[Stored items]
# # # # #

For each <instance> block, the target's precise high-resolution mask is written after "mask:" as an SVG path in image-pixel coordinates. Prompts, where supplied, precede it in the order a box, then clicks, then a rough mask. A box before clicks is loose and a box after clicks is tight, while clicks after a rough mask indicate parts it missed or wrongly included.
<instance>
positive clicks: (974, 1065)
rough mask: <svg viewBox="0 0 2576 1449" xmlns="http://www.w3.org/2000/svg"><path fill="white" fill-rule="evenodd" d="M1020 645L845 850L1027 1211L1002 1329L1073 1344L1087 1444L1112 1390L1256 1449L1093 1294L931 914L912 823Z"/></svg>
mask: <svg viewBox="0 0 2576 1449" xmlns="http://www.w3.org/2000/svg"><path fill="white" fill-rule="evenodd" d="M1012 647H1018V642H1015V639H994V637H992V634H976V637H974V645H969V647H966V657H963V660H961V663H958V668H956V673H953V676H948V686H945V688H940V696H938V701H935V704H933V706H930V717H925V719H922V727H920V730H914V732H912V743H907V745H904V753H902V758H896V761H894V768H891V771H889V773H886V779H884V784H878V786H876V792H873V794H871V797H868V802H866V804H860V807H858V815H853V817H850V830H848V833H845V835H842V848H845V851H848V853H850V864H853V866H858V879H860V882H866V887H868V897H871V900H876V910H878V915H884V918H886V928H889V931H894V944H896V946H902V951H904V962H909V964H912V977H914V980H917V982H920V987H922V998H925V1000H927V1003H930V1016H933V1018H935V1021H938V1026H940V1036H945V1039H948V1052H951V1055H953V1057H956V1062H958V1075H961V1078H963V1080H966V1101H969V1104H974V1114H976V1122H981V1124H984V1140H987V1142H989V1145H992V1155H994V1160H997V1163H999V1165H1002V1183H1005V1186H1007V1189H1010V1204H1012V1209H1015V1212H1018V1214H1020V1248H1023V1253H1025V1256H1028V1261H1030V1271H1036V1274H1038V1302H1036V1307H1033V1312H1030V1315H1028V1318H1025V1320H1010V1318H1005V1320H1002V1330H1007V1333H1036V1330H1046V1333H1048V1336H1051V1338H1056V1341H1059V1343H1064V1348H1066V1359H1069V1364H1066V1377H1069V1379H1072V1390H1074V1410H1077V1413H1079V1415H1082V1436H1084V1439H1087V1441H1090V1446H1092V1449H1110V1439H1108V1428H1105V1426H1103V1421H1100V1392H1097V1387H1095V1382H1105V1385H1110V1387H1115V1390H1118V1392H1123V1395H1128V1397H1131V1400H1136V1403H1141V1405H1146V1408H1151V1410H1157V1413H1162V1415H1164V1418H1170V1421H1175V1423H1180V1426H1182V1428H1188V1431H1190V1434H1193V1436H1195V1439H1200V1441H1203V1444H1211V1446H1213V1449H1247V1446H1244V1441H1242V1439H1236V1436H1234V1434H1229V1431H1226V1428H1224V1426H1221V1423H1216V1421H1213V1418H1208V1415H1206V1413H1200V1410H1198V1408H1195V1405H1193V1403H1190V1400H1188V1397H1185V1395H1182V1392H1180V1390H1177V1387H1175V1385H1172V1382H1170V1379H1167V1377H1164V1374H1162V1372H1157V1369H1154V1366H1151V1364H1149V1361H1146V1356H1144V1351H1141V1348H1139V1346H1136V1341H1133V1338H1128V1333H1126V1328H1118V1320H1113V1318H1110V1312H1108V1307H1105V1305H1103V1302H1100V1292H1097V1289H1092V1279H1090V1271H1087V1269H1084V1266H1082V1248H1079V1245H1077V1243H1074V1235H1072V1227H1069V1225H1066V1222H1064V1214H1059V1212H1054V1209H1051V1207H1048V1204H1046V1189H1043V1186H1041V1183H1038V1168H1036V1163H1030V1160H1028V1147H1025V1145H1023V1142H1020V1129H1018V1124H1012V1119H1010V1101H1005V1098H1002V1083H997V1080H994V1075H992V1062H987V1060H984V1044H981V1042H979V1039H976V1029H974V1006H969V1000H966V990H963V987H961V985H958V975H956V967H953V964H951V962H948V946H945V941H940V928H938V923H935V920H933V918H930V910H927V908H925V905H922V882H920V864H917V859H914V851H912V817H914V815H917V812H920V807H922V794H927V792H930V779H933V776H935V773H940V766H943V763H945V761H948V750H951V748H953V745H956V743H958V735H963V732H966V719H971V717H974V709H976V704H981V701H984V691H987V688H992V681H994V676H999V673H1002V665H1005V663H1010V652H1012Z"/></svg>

# # # # #

**Work order**
Begin at the top of the records above and quote each line exactly, ending with the line that contains "positive clicks: (974, 1065)".

**Answer section**
For each <instance> block, the target's precise high-resolution mask is written after "mask:" as an SVG path in image-pixel coordinates. Prompts, where supplied, precede it in the order a box, then clicks, then a rough mask. A box before clicks is loose and a box after clicks is tight, while clicks after a rough mask indicate parts it missed or wrongly included.
<instance>
positive clicks: (974, 1065)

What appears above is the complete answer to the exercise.